===== EXCERPTED TEXT =====
Vampire Diaries – “Blood Brothers” – review

the vampire diaries blood brothers review

Mm, shirtless Damon.  I liked this one.  The end.

Just kidding!  So what happened in Mystic Falls this week?  Well, Stefan was back to brooding again, which I know will make his fans happy.  Vampires should be brooding or bad, not happy go lucky.  Welcome back to your life as it should be, little brother.  He decided he was going to refuse all blood, even animal, and just sit in the confines of his human-blood-detox cell and let himself die.  Um, dude.  Didn’t the tomb teach you ANYTHING?  He wasn’t actually going to die by not feeding…he’d have to go out into the sun or let someone stake him to be truly gone.  I wish that had even been brought up in a discussion.
=====
- _GIVEN REQUEST A_: Retype the part of the Blood Brothers review that starts with "Vampire Diaries –" and goes on through "in a discussion.".
- _GIVEN REQUEST B_:
Answer these questions from the Blood Brothers review:
(i) What is the title of the episode being reviewed?
(ii) What did Stefan decide to refuse?
(iii) According to the review, what would Stefan have to do to be truly gone?
- _GIVEN REQUEST C_: Carry on with the Blood Brothers review from its last sentence.
===== PROVIDED DATA =====
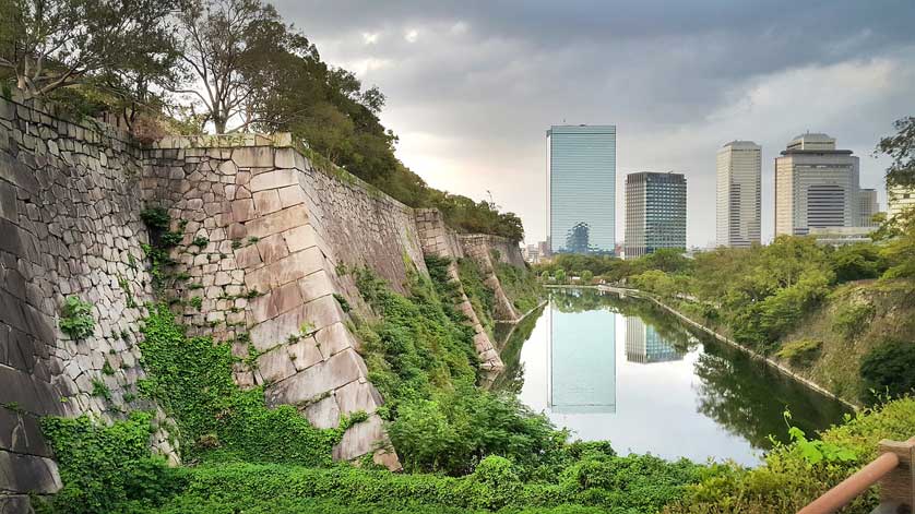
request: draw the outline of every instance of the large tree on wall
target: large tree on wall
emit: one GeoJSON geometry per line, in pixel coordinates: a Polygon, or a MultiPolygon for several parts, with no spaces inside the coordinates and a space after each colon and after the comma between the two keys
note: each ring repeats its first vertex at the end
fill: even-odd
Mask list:
{"type": "Polygon", "coordinates": [[[0,0],[0,71],[26,97],[93,83],[141,99],[174,77],[179,0],[0,0]]]}
{"type": "Polygon", "coordinates": [[[201,104],[216,133],[246,130],[262,121],[258,98],[274,55],[308,43],[261,0],[191,0],[178,16],[181,58],[197,83],[177,93],[201,104]]]}

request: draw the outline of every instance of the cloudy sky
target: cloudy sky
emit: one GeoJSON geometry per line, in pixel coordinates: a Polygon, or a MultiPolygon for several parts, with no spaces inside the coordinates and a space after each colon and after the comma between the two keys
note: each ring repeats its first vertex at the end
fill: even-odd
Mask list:
{"type": "Polygon", "coordinates": [[[763,147],[763,238],[774,158],[827,132],[871,156],[915,115],[915,1],[277,0],[322,58],[378,85],[397,155],[431,186],[518,213],[546,234],[545,131],[617,125],[617,239],[626,174],[688,181],[688,243],[714,239],[715,152],[763,147]]]}

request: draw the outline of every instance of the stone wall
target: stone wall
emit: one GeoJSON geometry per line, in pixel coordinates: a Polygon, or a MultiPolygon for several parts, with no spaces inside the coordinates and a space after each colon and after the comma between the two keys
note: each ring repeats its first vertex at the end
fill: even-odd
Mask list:
{"type": "Polygon", "coordinates": [[[474,311],[474,307],[461,285],[458,259],[464,258],[464,248],[458,234],[444,224],[441,212],[435,208],[416,210],[416,228],[423,241],[423,251],[427,255],[451,260],[448,264],[448,277],[458,286],[458,310],[464,314],[467,324],[474,330],[474,347],[477,358],[479,358],[480,368],[486,371],[502,370],[506,364],[499,357],[491,337],[483,327],[483,323],[479,322],[479,316],[474,311]]]}
{"type": "Polygon", "coordinates": [[[382,401],[345,312],[368,310],[345,271],[371,267],[400,290],[411,267],[425,272],[412,210],[316,169],[288,135],[168,138],[148,154],[147,202],[167,207],[171,228],[183,230],[173,258],[175,274],[188,278],[173,290],[185,324],[231,342],[242,359],[236,382],[264,385],[269,404],[294,405],[320,428],[369,414],[335,457],[373,453],[400,467],[396,454],[376,450],[387,444],[375,414],[382,401]]]}
{"type": "MultiPolygon", "coordinates": [[[[135,399],[136,321],[152,299],[141,168],[123,134],[0,98],[0,512],[60,487],[38,417],[155,407],[135,399]],[[81,340],[58,328],[71,295],[93,304],[81,340]]],[[[164,431],[153,443],[176,457],[164,431]]]]}
{"type": "MultiPolygon", "coordinates": [[[[523,265],[510,242],[459,236],[437,211],[319,169],[287,134],[141,147],[108,125],[0,99],[0,512],[24,510],[27,491],[60,487],[40,416],[114,420],[156,409],[163,428],[151,444],[177,462],[170,421],[135,395],[138,321],[155,300],[140,219],[152,205],[183,232],[169,289],[190,333],[233,342],[237,383],[264,385],[269,404],[294,405],[318,427],[368,413],[334,456],[370,453],[390,468],[400,464],[375,414],[382,398],[347,327],[349,309],[372,314],[349,271],[368,266],[406,292],[412,273],[427,273],[424,251],[485,262],[496,248],[523,265]],[[95,330],[81,340],[58,328],[71,295],[93,304],[95,330]]],[[[456,265],[449,273],[460,278],[456,265]]],[[[465,295],[462,311],[483,367],[500,369],[465,295]]]]}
=====
- _EXPECTED ANSWER A_:
Vampire Diaries – “Blood Brothers” – review

the vampire diaries blood brothers review

Mm, shirtless Damon.  I liked this one.  The end.

Just kidding!  So what happened in Mystic Falls this week?  Well, Stefan was back to brooding again, which I know will make his fans happy.  Vampires should be brooding or bad, not happy go lucky.  Welcome back to your life as it should be, little brother.  He decided he was going to refuse all blood, even animal, and just sit in the confines of his human-blood-detox cell and let himself die.  Um, dude.  Didn’t the tomb teach you ANYTHING?  He wasn’t actually going to die by not feeding…he’d have to go out into the sun or let someone stake him to be truly gone.  I wish that had even been brought up in a discussion.

- _EXPECTED ANSWER B_:
(i) "Blood Brothers"
(ii) All blood, even animal blood
(iii) Go out into the sun or let someone stake him

- _EXPECTED ANSWER C_:
This was another flashback episode, and spliced in I thought really neatly.  Stefan is weak from lack of blood and starts hallucinamembering what happened when the vampires were put in the tomb.  So we finally got all the gaps of the brothers’ story filled in.  They had tried to save Katherine from the vampire holding coach and each been shot by one of the Council vampire hunters (we found out later it was their dad).  Then they wake up in the transitioning phase.  Emily had taken their bodies, put the lapis lazuli rings on them, and explained that they would still die if they did not feed on blood to complete the transition.  They decided to let themselves die…until Stefan went to see their father to say goodbye, ended up fighting him and spilling blood, and couldn’t resist its ruby allure.  (So I guess I was wrong last week when I surmised he’d never had human blood.  And how ookie is it that he used his own father’s blood to turn with?)  Then he convinced Damon to turn, as well.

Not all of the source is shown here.